WRITTEN REQUEST: Retype the tail of the data exactly, starting at the line containing "windshield, one point per instance." and stopping at the last line.

SUPPLIED DATA:

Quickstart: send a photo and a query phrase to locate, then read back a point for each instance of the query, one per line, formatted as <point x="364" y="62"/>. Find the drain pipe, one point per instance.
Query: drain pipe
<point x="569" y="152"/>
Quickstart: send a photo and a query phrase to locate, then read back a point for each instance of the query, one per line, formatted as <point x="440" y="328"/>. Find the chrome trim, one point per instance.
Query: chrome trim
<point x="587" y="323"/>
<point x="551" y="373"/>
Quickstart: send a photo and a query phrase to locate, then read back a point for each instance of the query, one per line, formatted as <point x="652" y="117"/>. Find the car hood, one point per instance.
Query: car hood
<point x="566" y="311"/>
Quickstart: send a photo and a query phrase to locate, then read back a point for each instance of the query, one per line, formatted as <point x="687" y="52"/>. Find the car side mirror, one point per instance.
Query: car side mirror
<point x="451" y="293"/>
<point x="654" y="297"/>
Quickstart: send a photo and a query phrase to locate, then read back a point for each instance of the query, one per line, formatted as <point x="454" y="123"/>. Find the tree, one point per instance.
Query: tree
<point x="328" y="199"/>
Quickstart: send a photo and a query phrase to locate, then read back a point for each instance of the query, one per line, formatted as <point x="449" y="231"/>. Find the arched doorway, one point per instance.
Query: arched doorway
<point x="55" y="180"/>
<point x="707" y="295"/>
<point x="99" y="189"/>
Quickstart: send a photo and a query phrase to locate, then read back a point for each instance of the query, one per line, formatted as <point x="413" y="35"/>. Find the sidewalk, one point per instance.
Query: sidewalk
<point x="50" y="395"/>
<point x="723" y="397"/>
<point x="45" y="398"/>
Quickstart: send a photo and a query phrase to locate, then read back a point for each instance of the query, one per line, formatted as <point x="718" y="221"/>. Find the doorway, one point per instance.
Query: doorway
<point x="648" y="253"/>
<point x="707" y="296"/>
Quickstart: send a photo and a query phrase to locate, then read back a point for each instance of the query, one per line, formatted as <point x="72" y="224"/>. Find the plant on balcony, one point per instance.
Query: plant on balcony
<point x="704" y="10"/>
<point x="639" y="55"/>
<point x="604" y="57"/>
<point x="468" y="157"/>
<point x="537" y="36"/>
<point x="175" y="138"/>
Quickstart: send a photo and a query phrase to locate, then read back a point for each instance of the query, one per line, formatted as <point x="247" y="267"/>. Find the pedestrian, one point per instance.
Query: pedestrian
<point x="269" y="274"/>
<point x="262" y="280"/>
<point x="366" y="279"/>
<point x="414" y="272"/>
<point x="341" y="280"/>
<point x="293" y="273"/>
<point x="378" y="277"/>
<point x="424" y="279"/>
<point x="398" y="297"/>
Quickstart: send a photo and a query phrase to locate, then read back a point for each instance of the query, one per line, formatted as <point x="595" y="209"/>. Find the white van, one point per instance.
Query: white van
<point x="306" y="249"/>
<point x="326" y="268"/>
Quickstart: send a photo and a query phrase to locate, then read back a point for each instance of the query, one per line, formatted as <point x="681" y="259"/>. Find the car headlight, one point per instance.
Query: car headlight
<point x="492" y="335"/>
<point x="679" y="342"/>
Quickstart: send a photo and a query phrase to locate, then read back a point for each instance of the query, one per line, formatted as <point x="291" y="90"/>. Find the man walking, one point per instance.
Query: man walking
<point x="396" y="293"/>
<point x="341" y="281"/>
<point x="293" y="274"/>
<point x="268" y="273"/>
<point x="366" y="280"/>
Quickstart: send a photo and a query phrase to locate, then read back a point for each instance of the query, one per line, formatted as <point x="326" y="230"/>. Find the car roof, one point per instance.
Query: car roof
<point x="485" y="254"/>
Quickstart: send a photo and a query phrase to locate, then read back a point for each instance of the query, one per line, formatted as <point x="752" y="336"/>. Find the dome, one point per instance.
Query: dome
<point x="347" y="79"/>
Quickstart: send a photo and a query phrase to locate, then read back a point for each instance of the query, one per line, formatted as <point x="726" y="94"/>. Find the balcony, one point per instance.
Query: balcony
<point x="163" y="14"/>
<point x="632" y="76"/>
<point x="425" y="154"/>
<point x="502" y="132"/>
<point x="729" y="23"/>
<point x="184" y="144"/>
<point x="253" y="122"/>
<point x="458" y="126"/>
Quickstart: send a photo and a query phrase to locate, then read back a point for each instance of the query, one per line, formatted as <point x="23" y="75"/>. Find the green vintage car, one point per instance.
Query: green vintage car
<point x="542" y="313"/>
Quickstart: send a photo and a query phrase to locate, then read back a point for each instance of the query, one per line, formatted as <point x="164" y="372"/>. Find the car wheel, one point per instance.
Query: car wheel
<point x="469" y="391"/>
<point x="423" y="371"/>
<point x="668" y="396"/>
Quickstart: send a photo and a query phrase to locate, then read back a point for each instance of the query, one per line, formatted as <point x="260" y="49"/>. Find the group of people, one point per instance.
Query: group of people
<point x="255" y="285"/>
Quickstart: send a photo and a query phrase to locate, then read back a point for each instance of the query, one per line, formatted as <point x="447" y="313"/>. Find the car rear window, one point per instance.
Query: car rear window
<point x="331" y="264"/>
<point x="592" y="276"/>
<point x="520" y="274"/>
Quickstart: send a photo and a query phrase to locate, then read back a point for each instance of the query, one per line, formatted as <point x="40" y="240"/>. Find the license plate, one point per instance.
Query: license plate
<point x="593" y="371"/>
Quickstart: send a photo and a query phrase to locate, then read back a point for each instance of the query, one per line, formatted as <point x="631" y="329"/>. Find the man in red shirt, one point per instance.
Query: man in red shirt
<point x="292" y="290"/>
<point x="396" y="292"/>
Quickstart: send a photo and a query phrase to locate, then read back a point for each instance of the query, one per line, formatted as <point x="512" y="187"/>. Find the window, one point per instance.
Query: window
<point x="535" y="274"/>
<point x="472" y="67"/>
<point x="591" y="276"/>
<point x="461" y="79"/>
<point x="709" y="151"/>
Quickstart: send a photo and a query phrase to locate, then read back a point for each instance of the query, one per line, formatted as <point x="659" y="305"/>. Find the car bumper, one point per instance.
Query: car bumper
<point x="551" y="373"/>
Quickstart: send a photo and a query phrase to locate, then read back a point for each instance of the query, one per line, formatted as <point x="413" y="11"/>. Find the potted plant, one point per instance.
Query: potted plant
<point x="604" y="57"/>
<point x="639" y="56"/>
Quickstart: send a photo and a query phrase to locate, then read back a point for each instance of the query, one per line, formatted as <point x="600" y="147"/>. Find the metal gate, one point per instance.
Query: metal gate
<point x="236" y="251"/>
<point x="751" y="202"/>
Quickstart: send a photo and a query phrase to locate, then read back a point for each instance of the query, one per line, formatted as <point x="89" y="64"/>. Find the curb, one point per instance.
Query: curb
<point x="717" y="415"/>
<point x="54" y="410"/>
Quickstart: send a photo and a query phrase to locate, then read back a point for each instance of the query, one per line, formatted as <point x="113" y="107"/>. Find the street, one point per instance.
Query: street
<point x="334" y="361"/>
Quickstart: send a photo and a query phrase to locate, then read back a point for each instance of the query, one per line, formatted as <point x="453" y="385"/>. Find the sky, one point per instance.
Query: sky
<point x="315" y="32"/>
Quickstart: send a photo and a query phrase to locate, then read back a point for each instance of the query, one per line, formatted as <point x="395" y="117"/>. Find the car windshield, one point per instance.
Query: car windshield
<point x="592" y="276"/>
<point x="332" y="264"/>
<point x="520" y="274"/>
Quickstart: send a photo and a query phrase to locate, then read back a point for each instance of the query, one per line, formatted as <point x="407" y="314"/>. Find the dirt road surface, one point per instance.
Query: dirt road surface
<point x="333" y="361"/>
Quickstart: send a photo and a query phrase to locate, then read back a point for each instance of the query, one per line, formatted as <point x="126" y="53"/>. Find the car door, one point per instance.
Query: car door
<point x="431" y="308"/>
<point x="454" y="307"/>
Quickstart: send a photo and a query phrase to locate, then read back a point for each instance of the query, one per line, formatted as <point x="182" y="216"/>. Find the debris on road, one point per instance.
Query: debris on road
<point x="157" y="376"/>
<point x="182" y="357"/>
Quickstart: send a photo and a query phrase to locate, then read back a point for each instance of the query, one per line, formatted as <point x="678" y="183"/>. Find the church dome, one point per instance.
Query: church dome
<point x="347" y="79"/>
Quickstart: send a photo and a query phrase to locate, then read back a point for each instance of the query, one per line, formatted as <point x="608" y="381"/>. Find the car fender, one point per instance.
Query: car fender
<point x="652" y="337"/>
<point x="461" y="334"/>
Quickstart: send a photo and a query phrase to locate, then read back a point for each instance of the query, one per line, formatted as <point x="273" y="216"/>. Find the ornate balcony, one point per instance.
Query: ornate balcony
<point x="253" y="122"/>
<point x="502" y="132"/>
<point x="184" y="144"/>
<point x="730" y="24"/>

THE ANSWER:
Quickstart: send a photo and a query phrase to locate, then read back a point for each instance of the query, one per line, formatted as <point x="395" y="117"/>. Find the car windshield, one point per instance.
Query: car windshield
<point x="592" y="276"/>
<point x="332" y="264"/>
<point x="520" y="274"/>
Quickstart: send a photo and a query phrase to locate, then read back a point for each instance of the query, one per line, formatted as <point x="407" y="314"/>. Find the dirt road surface, one point per instance.
Query: dirt road surface
<point x="333" y="361"/>
Quickstart: send a photo and a query phrase to locate, then read back a point for each instance of the query, one per line, formatted as <point x="126" y="53"/>. Find the car door, one point per instance.
Query: car door
<point x="431" y="308"/>
<point x="454" y="307"/>
Quickstart: send a photo and a query phrase to locate, then read back a point for each instance of the query, one per line, formatted as <point x="182" y="216"/>. Find the debris on road, one point per instance.
Query: debris on road
<point x="157" y="376"/>
<point x="182" y="357"/>
Quickstart: send a photo and a query phrase to locate, then read back a point for each instance of the query, one per line, formatted as <point x="678" y="183"/>. Find the church dome, one point per instance.
Query: church dome
<point x="347" y="79"/>
Quickstart: send a photo and a query phrase to locate, then read back a point for each instance of the query, one per line, formatted as <point x="608" y="381"/>. Find the car fender, one point per instance.
Query: car fender
<point x="652" y="337"/>
<point x="461" y="334"/>
Quickstart: send a photo and a query phrase to locate, then read back a point for each instance of the query, one per line, formatted as <point x="273" y="216"/>. Find the ornate balcony, one point per instance.
Query: ornate balcony
<point x="253" y="122"/>
<point x="502" y="132"/>
<point x="184" y="144"/>
<point x="730" y="24"/>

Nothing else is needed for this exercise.